What the exercise asks – Print exactly the lines from the line with "Roster-mapping task: tag the black t-shirt" to the last line of the data, please, both included.

Dataset –

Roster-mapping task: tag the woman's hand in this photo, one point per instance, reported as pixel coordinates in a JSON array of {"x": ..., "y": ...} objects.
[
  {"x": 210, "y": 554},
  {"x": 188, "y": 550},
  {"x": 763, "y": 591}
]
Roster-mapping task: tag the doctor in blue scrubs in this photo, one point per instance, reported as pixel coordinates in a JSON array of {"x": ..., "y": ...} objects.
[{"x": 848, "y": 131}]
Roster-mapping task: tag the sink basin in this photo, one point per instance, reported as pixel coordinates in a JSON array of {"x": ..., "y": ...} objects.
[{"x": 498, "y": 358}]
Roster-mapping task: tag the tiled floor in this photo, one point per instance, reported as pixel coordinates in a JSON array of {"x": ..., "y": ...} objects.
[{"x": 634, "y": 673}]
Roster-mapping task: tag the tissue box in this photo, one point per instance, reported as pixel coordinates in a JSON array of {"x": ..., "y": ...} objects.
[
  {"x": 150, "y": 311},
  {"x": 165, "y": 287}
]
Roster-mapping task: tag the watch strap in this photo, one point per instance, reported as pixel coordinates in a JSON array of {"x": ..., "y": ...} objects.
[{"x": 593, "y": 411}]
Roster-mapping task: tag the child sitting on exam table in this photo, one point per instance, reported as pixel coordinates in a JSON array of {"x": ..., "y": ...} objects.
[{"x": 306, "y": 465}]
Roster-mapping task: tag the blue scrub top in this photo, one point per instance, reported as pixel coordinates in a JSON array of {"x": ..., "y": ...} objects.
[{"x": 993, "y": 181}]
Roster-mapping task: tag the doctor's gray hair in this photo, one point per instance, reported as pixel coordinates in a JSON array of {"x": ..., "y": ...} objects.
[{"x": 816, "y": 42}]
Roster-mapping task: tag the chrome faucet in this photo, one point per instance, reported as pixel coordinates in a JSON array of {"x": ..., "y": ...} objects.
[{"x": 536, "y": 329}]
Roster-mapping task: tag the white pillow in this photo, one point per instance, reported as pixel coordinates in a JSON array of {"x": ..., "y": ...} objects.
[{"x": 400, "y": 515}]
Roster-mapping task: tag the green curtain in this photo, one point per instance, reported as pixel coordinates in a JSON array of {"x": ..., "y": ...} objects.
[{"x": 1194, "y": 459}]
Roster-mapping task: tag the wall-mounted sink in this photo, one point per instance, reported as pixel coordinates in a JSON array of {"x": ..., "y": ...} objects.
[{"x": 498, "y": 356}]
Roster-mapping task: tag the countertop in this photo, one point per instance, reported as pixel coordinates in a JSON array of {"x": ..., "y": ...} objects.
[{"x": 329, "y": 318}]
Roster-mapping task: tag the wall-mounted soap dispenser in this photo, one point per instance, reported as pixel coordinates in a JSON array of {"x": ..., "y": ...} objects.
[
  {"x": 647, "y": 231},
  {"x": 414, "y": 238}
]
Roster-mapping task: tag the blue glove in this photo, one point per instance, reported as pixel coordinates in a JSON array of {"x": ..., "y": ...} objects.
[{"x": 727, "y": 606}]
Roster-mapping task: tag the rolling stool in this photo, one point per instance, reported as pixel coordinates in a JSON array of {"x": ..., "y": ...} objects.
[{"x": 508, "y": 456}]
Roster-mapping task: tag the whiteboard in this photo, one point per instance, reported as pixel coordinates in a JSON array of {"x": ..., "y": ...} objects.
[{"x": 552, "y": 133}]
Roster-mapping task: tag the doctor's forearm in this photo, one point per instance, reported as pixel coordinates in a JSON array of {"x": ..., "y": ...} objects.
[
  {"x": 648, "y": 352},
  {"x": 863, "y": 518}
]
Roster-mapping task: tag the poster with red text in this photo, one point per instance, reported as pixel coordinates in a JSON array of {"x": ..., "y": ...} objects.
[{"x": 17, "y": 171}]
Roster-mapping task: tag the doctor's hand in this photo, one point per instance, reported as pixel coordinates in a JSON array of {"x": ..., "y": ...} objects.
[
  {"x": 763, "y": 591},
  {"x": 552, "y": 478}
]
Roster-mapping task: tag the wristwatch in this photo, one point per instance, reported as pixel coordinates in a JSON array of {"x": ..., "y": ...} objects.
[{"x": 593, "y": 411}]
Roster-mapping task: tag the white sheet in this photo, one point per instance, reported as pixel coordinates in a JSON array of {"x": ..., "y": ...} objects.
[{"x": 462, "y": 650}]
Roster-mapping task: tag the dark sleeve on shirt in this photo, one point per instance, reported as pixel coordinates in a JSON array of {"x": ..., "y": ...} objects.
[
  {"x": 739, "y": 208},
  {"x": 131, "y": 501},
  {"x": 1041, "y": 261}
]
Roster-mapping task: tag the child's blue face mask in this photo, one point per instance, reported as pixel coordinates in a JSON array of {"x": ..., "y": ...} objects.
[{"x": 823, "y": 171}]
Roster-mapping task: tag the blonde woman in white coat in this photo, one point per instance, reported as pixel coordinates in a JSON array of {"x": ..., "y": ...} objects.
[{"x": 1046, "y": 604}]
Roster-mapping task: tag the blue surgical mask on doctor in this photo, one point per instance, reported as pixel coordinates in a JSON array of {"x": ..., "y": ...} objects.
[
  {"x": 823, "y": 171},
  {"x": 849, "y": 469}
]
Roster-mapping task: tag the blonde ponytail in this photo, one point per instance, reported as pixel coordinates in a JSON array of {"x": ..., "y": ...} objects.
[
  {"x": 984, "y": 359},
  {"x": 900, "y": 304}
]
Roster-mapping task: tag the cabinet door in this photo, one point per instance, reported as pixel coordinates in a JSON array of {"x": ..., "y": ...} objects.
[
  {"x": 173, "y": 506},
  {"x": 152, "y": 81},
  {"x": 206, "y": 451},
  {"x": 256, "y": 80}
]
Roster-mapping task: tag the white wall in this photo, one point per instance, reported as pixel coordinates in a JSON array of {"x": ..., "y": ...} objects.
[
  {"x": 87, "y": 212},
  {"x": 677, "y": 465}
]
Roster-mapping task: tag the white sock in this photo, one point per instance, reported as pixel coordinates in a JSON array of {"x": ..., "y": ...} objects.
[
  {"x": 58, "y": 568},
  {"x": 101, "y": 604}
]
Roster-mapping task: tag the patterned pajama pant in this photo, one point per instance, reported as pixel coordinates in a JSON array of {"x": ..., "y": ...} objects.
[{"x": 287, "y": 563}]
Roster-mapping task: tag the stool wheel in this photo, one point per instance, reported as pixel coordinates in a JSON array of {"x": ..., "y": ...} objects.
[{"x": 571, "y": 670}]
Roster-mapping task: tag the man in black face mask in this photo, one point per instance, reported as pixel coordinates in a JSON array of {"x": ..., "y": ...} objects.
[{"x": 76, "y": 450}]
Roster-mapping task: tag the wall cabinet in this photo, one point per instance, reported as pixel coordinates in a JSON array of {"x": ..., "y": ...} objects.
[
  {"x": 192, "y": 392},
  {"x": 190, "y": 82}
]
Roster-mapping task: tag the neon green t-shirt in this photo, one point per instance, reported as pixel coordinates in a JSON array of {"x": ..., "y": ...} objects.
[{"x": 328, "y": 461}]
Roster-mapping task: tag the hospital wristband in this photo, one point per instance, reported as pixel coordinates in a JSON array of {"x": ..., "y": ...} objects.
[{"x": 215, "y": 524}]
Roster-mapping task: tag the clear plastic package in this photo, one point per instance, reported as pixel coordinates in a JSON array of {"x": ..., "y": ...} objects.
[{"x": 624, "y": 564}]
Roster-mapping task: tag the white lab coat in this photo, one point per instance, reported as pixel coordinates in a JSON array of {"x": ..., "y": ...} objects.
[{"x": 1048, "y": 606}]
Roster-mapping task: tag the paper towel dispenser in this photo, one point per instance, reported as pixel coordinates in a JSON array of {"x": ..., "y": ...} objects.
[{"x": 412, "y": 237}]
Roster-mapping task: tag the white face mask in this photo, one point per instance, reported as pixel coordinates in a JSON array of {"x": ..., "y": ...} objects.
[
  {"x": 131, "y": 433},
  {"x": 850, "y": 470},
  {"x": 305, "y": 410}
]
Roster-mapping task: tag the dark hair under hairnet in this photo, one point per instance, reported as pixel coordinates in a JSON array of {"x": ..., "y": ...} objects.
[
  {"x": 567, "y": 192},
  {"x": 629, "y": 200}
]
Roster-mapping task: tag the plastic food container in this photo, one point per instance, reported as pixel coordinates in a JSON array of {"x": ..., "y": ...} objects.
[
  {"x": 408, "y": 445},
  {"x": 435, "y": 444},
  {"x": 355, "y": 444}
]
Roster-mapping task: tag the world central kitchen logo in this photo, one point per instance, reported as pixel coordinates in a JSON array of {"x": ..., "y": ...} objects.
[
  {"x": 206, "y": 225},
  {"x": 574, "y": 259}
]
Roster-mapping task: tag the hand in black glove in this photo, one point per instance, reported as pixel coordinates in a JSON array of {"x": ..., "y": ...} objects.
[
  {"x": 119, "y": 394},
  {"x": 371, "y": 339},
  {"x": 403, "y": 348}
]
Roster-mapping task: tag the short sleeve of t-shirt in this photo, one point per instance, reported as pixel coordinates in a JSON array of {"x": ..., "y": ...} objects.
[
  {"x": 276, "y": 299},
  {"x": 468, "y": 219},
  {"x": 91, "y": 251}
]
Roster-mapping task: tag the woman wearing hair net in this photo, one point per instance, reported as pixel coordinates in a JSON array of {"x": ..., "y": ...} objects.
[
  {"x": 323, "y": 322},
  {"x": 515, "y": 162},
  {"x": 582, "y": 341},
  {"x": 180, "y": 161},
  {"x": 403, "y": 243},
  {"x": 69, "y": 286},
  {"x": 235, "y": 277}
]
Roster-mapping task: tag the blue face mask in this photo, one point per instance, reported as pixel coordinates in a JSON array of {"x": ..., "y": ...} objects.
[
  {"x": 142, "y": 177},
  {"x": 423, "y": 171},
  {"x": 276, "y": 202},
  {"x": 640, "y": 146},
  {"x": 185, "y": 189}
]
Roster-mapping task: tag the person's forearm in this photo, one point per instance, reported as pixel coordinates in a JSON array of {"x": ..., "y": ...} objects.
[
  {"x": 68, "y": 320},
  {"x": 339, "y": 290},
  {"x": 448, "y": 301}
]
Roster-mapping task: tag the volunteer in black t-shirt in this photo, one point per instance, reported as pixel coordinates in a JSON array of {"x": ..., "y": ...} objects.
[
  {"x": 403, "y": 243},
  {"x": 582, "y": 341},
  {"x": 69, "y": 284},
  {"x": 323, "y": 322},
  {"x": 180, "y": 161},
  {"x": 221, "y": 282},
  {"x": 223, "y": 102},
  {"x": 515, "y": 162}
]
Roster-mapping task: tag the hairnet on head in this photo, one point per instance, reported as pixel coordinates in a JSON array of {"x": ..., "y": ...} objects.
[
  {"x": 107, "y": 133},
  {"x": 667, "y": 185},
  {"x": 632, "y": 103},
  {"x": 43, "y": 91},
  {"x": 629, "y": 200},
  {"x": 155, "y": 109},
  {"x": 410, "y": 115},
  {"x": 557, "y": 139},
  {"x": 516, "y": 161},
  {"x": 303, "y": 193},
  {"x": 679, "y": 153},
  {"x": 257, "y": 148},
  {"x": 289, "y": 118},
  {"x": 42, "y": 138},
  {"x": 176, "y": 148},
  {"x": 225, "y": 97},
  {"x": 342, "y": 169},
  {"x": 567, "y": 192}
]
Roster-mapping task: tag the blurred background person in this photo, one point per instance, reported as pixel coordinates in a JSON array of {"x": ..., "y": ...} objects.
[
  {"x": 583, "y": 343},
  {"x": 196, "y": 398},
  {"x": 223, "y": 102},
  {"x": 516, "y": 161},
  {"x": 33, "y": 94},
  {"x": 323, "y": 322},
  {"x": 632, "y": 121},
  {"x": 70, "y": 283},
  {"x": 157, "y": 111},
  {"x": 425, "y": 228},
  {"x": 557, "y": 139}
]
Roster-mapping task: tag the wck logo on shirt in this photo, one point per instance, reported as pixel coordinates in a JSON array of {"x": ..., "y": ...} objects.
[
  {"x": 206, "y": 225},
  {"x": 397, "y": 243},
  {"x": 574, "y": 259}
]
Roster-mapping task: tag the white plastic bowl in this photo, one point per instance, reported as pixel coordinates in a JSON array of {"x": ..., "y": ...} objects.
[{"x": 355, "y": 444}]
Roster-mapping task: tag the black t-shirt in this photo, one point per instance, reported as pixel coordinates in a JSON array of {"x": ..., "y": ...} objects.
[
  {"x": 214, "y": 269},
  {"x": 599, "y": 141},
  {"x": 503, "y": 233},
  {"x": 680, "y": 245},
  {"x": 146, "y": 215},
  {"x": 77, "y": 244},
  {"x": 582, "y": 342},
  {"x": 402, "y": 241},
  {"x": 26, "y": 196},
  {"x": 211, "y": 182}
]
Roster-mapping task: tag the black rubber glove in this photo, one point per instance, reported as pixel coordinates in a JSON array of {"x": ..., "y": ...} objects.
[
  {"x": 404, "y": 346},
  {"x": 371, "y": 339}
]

Exercise solution –
Roster-mapping task: tag the black t-shirt in this photo, one point per instance, reported as pixel coordinates in a JSON array of {"x": ..., "y": ...} objects.
[
  {"x": 214, "y": 269},
  {"x": 599, "y": 141},
  {"x": 503, "y": 233},
  {"x": 680, "y": 245},
  {"x": 146, "y": 215},
  {"x": 77, "y": 244},
  {"x": 582, "y": 342},
  {"x": 402, "y": 241},
  {"x": 26, "y": 196},
  {"x": 211, "y": 182}
]
Roster-mapping task: tag the black rubber glove in this photo, one point per instance, reported as pixel coordinates in a JSON array of {"x": ..., "y": ...} objects.
[
  {"x": 404, "y": 346},
  {"x": 371, "y": 339}
]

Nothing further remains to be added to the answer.